§ Task objective
Each line holding the word "rose" must appear in the answer, copied from the entries.

[Saved entries]
──────────
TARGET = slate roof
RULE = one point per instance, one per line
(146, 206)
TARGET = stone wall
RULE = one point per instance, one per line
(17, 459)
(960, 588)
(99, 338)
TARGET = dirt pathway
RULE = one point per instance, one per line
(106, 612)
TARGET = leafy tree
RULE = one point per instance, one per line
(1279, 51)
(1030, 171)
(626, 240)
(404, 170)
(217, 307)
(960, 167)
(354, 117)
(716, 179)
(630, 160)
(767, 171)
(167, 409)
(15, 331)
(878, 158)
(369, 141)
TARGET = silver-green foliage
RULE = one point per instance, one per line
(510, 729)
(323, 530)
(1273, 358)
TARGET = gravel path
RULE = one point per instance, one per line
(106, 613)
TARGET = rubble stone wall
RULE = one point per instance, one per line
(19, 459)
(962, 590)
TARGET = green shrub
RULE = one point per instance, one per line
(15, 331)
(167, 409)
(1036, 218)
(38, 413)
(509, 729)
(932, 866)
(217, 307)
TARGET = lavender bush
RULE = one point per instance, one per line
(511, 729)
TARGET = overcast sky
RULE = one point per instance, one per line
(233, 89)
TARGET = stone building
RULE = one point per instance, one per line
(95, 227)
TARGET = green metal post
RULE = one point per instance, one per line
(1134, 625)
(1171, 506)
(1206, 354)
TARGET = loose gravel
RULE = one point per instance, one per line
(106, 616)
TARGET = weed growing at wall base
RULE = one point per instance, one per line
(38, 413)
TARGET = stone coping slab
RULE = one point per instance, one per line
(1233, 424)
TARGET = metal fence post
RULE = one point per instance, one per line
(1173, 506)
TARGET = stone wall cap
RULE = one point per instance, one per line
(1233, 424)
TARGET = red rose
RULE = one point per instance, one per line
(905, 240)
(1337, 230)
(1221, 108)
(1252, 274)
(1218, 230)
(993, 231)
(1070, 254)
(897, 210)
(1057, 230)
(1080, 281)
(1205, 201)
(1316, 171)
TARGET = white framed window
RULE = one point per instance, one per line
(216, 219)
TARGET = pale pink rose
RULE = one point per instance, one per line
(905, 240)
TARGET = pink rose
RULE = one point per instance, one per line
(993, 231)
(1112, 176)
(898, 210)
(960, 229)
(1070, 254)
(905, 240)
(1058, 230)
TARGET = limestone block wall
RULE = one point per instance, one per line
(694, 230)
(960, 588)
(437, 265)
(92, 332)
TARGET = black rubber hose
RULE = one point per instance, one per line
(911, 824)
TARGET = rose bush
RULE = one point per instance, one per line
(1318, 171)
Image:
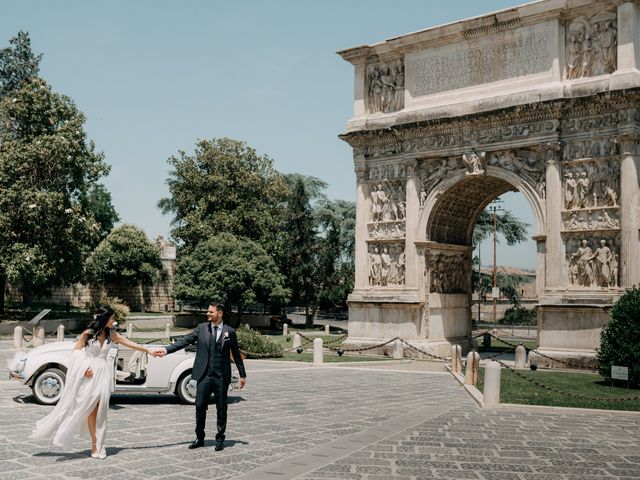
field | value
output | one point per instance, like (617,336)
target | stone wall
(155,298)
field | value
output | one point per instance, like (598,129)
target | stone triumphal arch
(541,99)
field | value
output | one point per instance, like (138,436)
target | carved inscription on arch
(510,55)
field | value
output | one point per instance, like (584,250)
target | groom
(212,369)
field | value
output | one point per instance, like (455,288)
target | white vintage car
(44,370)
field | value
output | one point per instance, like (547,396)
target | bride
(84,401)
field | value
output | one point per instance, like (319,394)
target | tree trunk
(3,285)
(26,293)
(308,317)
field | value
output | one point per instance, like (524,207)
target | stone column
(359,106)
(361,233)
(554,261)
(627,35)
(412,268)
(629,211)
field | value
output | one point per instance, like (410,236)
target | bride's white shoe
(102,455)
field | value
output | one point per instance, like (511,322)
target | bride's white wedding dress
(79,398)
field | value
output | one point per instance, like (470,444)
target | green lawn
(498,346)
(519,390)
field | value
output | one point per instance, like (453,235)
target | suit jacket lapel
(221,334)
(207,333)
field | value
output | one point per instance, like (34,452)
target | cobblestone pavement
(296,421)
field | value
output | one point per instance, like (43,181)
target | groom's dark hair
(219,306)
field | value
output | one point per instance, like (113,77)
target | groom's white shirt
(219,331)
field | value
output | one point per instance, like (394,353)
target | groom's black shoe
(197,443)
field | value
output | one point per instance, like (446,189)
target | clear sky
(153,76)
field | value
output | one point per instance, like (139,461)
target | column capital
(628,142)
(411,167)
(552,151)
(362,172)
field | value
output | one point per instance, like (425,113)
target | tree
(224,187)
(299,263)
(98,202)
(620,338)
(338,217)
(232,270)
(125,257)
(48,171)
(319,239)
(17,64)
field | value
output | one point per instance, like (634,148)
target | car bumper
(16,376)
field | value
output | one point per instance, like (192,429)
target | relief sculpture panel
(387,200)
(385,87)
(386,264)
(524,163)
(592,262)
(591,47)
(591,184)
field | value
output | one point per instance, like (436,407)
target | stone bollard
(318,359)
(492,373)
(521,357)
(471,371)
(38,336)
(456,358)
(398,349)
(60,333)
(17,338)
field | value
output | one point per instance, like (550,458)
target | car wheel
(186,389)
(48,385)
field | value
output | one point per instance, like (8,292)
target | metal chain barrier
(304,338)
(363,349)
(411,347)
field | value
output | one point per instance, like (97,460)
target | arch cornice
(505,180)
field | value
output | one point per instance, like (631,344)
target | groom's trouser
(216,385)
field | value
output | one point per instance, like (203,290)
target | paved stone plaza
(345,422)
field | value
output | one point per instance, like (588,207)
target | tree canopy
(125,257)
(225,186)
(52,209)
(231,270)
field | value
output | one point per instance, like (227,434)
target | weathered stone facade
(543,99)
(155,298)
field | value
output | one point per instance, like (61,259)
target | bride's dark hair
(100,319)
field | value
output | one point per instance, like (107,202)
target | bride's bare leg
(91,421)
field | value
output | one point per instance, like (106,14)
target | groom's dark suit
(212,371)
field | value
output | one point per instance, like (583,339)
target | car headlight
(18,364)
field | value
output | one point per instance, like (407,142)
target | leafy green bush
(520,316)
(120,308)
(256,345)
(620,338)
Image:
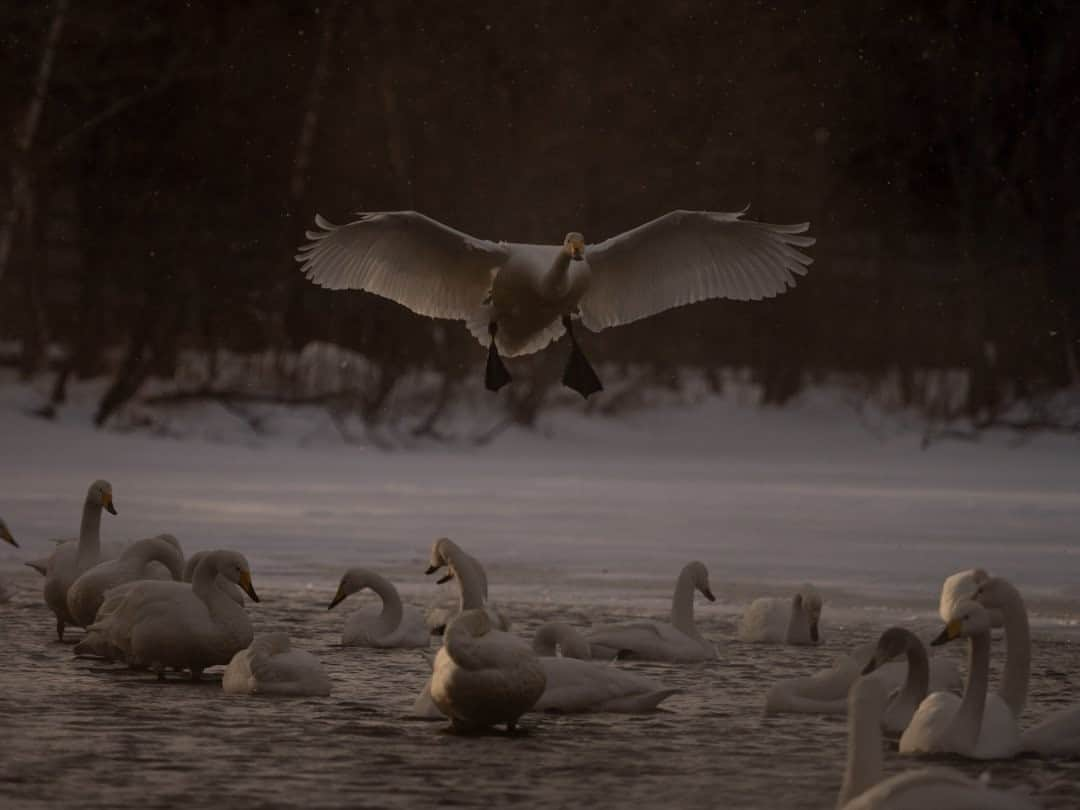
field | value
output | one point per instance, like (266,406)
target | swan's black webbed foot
──────────
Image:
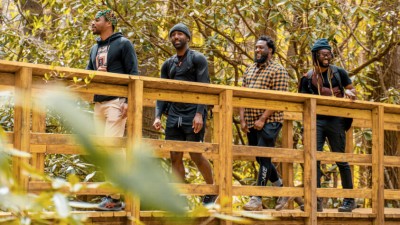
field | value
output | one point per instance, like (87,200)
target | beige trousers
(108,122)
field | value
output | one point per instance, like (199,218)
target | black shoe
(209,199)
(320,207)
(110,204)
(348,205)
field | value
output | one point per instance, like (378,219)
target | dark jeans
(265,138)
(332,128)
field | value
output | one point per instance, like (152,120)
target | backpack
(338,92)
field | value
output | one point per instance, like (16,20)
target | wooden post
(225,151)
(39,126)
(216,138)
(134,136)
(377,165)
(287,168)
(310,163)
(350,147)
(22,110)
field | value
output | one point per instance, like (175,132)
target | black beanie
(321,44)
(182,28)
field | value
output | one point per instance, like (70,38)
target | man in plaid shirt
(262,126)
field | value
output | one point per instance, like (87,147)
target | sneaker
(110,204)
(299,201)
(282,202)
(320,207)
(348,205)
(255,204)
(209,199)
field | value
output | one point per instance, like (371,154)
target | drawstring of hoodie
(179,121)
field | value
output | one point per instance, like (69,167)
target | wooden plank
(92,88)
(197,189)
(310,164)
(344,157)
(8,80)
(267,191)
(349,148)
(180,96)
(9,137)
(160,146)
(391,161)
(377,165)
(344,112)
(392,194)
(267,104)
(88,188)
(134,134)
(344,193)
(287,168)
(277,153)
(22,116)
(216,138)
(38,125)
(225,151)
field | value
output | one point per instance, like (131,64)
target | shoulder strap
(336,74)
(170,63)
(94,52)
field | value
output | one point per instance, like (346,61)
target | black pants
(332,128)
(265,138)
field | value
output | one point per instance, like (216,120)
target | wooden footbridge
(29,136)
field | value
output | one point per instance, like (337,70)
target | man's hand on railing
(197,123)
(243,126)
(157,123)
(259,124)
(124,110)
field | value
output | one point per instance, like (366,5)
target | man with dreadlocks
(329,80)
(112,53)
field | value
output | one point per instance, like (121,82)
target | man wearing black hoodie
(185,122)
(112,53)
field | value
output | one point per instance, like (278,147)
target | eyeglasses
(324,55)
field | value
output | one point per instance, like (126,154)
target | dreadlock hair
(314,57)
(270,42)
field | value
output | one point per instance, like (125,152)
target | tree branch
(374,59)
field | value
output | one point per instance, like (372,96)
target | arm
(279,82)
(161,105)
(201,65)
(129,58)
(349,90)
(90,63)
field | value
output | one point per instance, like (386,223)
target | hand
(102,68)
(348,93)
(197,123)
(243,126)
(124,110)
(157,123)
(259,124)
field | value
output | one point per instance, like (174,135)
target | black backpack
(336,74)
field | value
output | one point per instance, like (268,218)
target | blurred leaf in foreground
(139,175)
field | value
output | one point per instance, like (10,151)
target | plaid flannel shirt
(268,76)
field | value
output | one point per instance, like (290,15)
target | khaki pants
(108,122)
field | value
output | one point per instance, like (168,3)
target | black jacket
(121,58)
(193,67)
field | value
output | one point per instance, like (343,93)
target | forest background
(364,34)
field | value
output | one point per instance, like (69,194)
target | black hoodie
──────────
§ Result for this exercise
TARGET = red rose
TARGET = pale pink rose
TARGET = pink rose
TARGET = rose bush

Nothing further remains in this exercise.